- Stored records:
+ + + +

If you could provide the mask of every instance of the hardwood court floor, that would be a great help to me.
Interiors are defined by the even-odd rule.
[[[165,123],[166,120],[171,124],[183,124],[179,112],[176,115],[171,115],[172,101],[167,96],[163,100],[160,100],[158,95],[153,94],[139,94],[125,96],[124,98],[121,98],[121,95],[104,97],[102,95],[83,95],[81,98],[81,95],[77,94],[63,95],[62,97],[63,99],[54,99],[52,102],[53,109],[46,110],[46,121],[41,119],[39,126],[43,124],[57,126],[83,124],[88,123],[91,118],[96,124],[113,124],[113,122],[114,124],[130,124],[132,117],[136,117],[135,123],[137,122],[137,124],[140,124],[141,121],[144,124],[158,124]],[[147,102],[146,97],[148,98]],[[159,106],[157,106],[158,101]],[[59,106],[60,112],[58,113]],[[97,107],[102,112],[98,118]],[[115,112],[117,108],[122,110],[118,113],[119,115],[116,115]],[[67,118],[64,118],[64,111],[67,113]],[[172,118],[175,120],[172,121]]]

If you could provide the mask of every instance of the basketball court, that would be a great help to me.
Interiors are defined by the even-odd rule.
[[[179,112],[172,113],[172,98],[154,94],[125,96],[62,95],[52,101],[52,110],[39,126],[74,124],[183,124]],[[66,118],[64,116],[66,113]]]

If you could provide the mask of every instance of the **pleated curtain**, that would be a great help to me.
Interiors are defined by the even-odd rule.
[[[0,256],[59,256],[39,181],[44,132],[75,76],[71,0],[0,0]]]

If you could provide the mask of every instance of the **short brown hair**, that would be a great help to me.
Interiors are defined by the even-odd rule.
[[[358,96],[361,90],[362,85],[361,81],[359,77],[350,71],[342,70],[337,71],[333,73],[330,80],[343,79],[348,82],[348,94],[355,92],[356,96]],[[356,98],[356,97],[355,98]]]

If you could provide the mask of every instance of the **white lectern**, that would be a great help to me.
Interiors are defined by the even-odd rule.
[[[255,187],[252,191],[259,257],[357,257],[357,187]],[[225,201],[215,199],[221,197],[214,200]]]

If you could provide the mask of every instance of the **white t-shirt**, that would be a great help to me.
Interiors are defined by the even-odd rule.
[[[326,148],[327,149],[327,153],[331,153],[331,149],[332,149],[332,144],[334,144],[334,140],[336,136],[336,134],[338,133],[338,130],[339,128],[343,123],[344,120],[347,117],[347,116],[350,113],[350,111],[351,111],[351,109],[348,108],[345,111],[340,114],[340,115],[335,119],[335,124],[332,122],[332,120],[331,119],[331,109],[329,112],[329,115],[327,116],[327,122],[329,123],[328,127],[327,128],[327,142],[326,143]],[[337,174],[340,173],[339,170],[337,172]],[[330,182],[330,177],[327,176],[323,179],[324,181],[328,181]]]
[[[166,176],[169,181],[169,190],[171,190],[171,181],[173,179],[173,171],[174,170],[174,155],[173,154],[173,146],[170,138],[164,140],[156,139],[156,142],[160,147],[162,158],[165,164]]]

+ + + +

Arrange all of the records above as a numbered list, leaving out the blank lines.

1. If you could provide the mask of every instance of the hardwood court floor, that would be a great help to me.
2. Interiors are defined by the even-odd rule.
3. [[[165,123],[166,120],[171,124],[183,124],[179,112],[176,115],[171,115],[172,101],[167,96],[163,100],[160,100],[158,95],[153,94],[139,94],[125,96],[124,98],[121,98],[121,95],[104,97],[102,95],[83,95],[81,98],[81,95],[77,94],[63,95],[62,97],[63,99],[54,99],[52,102],[53,109],[46,110],[46,121],[41,119],[39,126],[43,124],[57,126],[83,124],[88,123],[91,118],[96,124],[113,124],[113,122],[114,124],[130,124],[132,117],[136,117],[135,123],[137,122],[137,124],[140,124],[141,121],[144,124],[158,124]],[[147,102],[146,97],[148,98]],[[159,106],[157,106],[158,101]],[[59,106],[60,112],[58,113]],[[97,107],[102,112],[98,118]],[[115,112],[117,108],[122,110],[118,113],[119,115],[116,115]],[[67,118],[64,118],[64,111],[67,113]],[[172,118],[175,120],[172,121]]]
4. If you could provide the mask of every instance of the basketball court, that would be a great help to me.
5. Interiors are defined by the even-odd rule.
6. [[[179,112],[172,113],[172,98],[154,94],[125,96],[62,95],[52,101],[52,110],[39,126],[74,124],[183,124]],[[66,118],[64,116],[66,113]]]
7. If you could provide the mask of every instance of the **pleated curtain**, that would be a great help to me.
8. Interiors are defined by the even-odd rule.
9. [[[0,256],[59,256],[39,181],[44,132],[75,76],[71,0],[0,0]]]
10. If you could provide the mask of every instance of the **short brown hair**, that would be a great help to me.
11. Interiors are defined by the even-odd rule.
12. [[[358,96],[361,90],[362,85],[361,81],[359,77],[350,71],[342,70],[337,71],[333,73],[330,80],[343,79],[348,82],[348,94],[355,92],[356,96]],[[356,98],[356,97],[355,98]]]
13. If you could provide the mask of every instance of the **white lectern**, that would be a great help to me.
14. Interiors are defined by the even-odd rule.
15. [[[255,187],[252,191],[259,257],[357,257],[357,187]],[[225,201],[215,199],[221,197],[214,200]]]
16. If you could provide the mask of every instance of the **white t-shirt**, that would be a great help to me.
17. Interiors are defined by the even-odd rule.
18. [[[326,148],[327,149],[327,153],[331,153],[331,149],[332,149],[332,144],[334,144],[334,140],[336,136],[336,134],[338,133],[338,130],[339,128],[343,123],[344,120],[347,117],[347,116],[350,113],[350,111],[351,111],[351,109],[348,108],[345,111],[340,114],[340,115],[335,119],[335,124],[332,122],[332,120],[331,119],[331,109],[329,112],[329,115],[327,116],[327,122],[329,123],[328,127],[327,128],[327,142],[326,143]],[[337,174],[340,173],[339,170],[337,172]],[[330,182],[330,177],[327,176],[323,179],[324,181],[328,181]]]
19. [[[166,176],[169,181],[169,190],[171,190],[171,181],[173,179],[173,171],[174,170],[174,155],[173,154],[173,146],[170,138],[164,140],[156,139],[156,142],[160,147],[162,158],[165,164]]]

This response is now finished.